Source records
>>>
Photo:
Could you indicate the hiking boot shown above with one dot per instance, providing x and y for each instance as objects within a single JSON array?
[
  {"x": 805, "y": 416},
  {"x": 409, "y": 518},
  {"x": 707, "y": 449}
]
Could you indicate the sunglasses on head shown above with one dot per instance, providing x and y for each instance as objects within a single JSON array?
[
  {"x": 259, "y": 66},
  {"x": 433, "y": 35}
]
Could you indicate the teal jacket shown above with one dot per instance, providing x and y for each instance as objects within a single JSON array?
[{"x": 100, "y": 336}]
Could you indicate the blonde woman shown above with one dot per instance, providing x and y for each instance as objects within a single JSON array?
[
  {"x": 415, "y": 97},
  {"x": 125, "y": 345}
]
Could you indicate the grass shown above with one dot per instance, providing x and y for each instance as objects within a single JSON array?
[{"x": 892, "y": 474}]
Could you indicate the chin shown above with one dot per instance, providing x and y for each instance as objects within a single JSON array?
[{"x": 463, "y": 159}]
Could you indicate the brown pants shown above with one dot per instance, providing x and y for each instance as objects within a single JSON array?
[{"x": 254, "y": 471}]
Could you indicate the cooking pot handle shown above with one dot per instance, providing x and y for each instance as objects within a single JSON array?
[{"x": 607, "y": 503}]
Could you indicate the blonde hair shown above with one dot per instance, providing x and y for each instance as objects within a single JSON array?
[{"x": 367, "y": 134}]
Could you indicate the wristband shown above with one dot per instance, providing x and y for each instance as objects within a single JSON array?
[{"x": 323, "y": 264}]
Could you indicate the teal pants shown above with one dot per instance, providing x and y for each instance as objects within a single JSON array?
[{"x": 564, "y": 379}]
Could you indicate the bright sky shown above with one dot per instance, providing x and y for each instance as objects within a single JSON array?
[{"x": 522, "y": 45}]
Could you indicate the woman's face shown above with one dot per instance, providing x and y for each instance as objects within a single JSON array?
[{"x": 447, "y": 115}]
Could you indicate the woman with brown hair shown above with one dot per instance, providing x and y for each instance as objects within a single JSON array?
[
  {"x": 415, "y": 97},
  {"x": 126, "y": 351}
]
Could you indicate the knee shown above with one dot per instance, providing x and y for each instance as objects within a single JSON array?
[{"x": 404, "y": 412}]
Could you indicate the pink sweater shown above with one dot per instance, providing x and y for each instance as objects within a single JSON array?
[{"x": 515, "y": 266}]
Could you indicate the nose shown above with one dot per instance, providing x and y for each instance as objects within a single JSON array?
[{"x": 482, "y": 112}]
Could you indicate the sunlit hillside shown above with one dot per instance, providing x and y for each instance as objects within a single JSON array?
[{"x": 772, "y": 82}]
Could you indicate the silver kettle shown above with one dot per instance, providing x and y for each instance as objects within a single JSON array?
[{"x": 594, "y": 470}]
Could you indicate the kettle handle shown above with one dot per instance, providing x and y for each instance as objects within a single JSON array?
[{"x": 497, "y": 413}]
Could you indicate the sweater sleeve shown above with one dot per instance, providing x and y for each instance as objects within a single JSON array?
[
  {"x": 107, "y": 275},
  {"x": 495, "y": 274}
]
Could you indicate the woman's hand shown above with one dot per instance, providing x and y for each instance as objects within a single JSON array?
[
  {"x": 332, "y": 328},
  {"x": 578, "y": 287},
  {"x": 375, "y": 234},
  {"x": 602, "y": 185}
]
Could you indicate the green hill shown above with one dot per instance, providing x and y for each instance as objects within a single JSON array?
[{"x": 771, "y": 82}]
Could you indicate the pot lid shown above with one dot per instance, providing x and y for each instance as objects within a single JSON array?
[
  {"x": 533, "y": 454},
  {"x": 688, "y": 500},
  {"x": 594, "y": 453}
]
<<<
WHAT IS REQUIRED
Every record listed above needs to be written out again exactly.

EXPECTED ANSWER
Photo:
Could you indicate the hiking boot shown above with one dot per instance, providing x and y for each instance as objects within a single JSON array?
[
  {"x": 805, "y": 416},
  {"x": 409, "y": 518},
  {"x": 707, "y": 449}
]
Could you indicate the sunglasses on head shown above with one dot per instance, providing x and y for each instance as objects within a single JSON array?
[
  {"x": 259, "y": 66},
  {"x": 433, "y": 35}
]
Could you indicate the teal jacket shown above with one dot per instance, providing x and y for each instance as objects within a single JSON array?
[{"x": 100, "y": 336}]
Could you indicate the blonde woman shown above with one dot per instance, providing x and y for each instance as objects within a single JSON array?
[
  {"x": 415, "y": 97},
  {"x": 125, "y": 345}
]
Could you indicate the grass shown above with one dot per instance, providing x and y for each instance as objects within a single JSON array?
[{"x": 892, "y": 474}]
Could you indicate the chin shown above with one dot per instance, providing x and y for each instance as objects within a single JSON array?
[{"x": 463, "y": 159}]
Could you indicate the brown pants shown above with one dot per instance, providing x and y for each instance as objects within a single JSON array?
[{"x": 254, "y": 471}]
Could you indicate the cooking pot handle shown above with one dot per instance, providing x and y for each instance as objects within a single JSON array?
[{"x": 607, "y": 503}]
Could you indicate the blonde hair shown above with one dot per instance, providing x and y for each instance as objects within a single JSON array?
[{"x": 367, "y": 134}]
Could you indicate the wristband shown above with one dot per instance, providing x and y for each instance as objects within a single JSON array?
[{"x": 323, "y": 264}]
Could you indicate the teal pants shown above with one dot per instance, providing x and y for each instance as objects within a single JSON array?
[{"x": 564, "y": 379}]
Could you indicate the bright sky shown above with one dot per instance, providing x and y for each instance as objects within a single JSON array?
[{"x": 522, "y": 45}]
Could you indicate the woman's face shown above with one dot per instance, providing x and y for each instance as objects within a single JSON array?
[{"x": 447, "y": 115}]
Could you indicate the woman with brown hair shown above with one dot per instance, providing x and y for each instance as objects within a single JSON array?
[
  {"x": 415, "y": 97},
  {"x": 126, "y": 351}
]
Could you indicate the knee shown above with one dot per instance, providing x and y for each instance as objects within a single JSON array?
[{"x": 404, "y": 412}]
Could you indicate the pink sweater shown above with one dot per instance, providing x and y for each instance as objects within a single JSON array?
[{"x": 515, "y": 266}]
Could you indicate the nose shown above with one dot per instance, providing x and y for each instance as objects within a single JSON array?
[{"x": 482, "y": 112}]
Could you indicate the sunlit hillside shown above with one dot per instance, providing x and y for each instance as objects within a single JSON array?
[{"x": 772, "y": 82}]
Could you indicate the silver kettle shown above with one dot per instance, providing x and y for each instance as objects within a single JSON array?
[{"x": 594, "y": 470}]
Could you indicate the kettle handle shown above with one dot per instance, providing x and y for each instance as objects within a single JSON array?
[{"x": 497, "y": 413}]
Could you indicate the sweater sleeve shown above with one dot per instance, providing x and y for each instance as objects within a single JSON array?
[
  {"x": 107, "y": 275},
  {"x": 495, "y": 274}
]
Could you indicate the woman's hand shown above with one dot per instance, providing x and y for each instance as objects within a single JSON array?
[
  {"x": 332, "y": 328},
  {"x": 578, "y": 287},
  {"x": 375, "y": 234},
  {"x": 602, "y": 185}
]
Could you indicate the green hill shown above with one dot per instance, providing x and y for each instance as objects within a single JSON array?
[{"x": 771, "y": 82}]
Could you indicate the pot lid shown above with one dot per instance, providing x and y for each instance as objects within a single JSON array?
[
  {"x": 533, "y": 454},
  {"x": 688, "y": 500},
  {"x": 594, "y": 453}
]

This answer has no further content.